Zoom in: Dubai was probably most successful in its rebrand, not only in terms of investing from abroad, but in drawing the super rich to settle there with the promise of no taxes — not on income or capital gains or inheritances — and exceptional safety. (The city is so well known it has virality via chocolate.)
- Until now, the city was seen as a great place for the wealthy to set up family offices to manage their money.
Between the lines: "Dubai has not itself been a target before," says Karen Young, a senior fellow at the Middle East Institute. "That's what's new and different."
- The city is known for ultra-low crime rates. People leave cars and homes unlocked. But now there's danger overhead.
By the numbers: Nearly 10,000 millionaires moved to Dubai last year, along with $63 billion in wealth, per data from Henley & Partners, an advisory firm for ultra-high-net-worth individuals.
- The Dubai International Financial Centre has 120 family offices collectively managing assets valued at roughly $1.2 trillion.
Zoom out: Dubai has become the place where a lot of deals and investments involving Persian Gulf sovereign wealth get done, and the number of hedge funds with offices in the city doubled last year.

WHAT YOU NEED TO DO -
**1)** Print the Dubai excerpt from "Zoom out: Dubai" to "doubled last year.".
**2)** According to the Dubai excerpt, how many family offices does the Dubai International Financial Centre have?
**3)** List every kind of tax that, according to the Dubai excerpt, Dubai promises not to levy.
The lines that come next are drawn from a separate source.

DATASET EXCERPT -
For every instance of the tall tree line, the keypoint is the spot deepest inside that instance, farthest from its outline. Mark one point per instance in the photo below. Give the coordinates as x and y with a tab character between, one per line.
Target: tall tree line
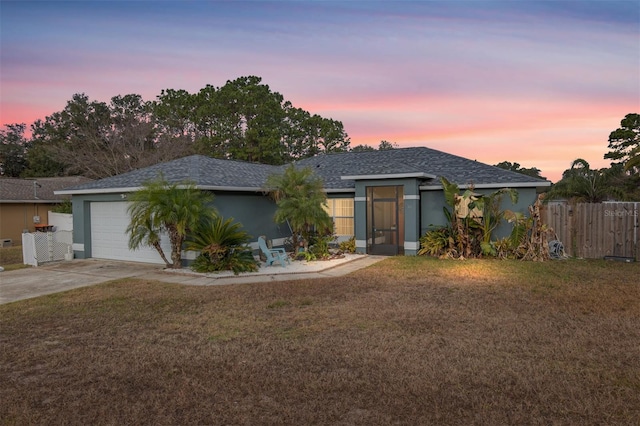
242	120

SOLUTION SET -
**1)**
Zoom out: Dubai has become the place where a lot of deals and investments involving Persian Gulf sovereign wealth get done, and the number of hedge funds with offices in the city doubled last year.

**2)** It has 120 family offices.

**3)** Income, capital gains, inheritances